Task instructions → Looking through the listing that follows, count the lines that contain "bucket" and give only that number.

(Provided data Opens)

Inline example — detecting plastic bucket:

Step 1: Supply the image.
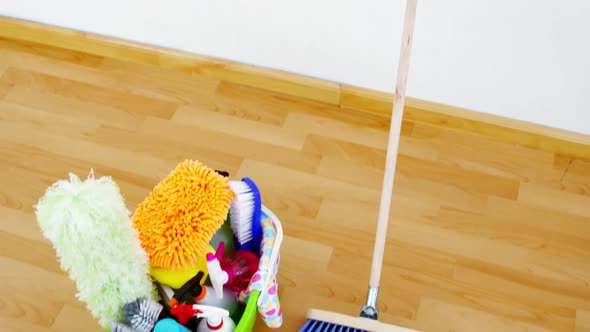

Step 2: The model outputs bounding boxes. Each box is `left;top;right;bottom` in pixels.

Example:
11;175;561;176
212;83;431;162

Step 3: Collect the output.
124;205;282;332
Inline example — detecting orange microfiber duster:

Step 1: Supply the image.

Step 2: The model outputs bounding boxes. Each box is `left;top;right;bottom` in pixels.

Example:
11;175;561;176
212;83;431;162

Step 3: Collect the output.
132;160;234;270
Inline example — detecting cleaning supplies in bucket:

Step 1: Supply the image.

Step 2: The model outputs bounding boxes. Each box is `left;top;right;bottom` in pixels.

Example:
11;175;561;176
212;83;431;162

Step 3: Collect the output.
36;160;284;332
34;170;157;328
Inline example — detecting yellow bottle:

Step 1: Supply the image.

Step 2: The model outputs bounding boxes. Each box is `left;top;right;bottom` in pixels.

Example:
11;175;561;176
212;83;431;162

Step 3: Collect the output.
150;245;215;289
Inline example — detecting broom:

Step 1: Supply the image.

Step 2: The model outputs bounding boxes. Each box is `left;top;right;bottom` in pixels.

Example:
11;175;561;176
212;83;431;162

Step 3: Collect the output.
300;0;419;331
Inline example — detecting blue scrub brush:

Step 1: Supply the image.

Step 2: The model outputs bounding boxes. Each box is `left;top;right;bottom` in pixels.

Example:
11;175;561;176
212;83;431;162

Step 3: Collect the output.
229;177;262;256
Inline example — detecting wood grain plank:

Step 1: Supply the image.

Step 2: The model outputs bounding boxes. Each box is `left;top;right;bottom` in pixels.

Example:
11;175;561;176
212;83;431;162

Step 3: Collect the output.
326;240;457;284
86;124;243;176
283;112;390;150
393;172;488;214
0;231;63;274
414;266;576;331
0;66;12;99
0;100;100;135
393;263;576;332
281;235;334;272
256;186;323;220
172;105;305;149
454;260;590;311
389;220;531;273
2;87;146;131
518;182;590;218
0;317;54;332
0;257;81;329
0;67;179;119
302;134;387;169
139;117;321;173
397;154;521;200
0;206;45;242
0;121;180;182
316;156;385;189
434;207;551;250
577;309;590;332
562;159;590;196
210;81;295;126
236;159;380;204
51;304;101;332
416;298;558;332
487;196;590;239
410;122;559;182
316;196;439;236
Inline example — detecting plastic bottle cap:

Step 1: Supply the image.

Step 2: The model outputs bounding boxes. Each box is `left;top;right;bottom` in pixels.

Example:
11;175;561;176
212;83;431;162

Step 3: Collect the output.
206;253;220;265
207;315;223;328
206;254;229;299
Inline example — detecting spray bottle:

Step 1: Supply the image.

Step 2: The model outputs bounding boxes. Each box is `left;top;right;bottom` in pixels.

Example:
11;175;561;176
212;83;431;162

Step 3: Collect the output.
196;304;236;332
207;241;259;298
170;304;236;332
160;280;238;317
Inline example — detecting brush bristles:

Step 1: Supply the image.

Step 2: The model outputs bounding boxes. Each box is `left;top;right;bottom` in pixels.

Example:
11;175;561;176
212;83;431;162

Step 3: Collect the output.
122;299;163;332
303;309;418;332
229;181;255;246
300;319;371;332
111;321;133;332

(Provided data Closes)

Solution below → 2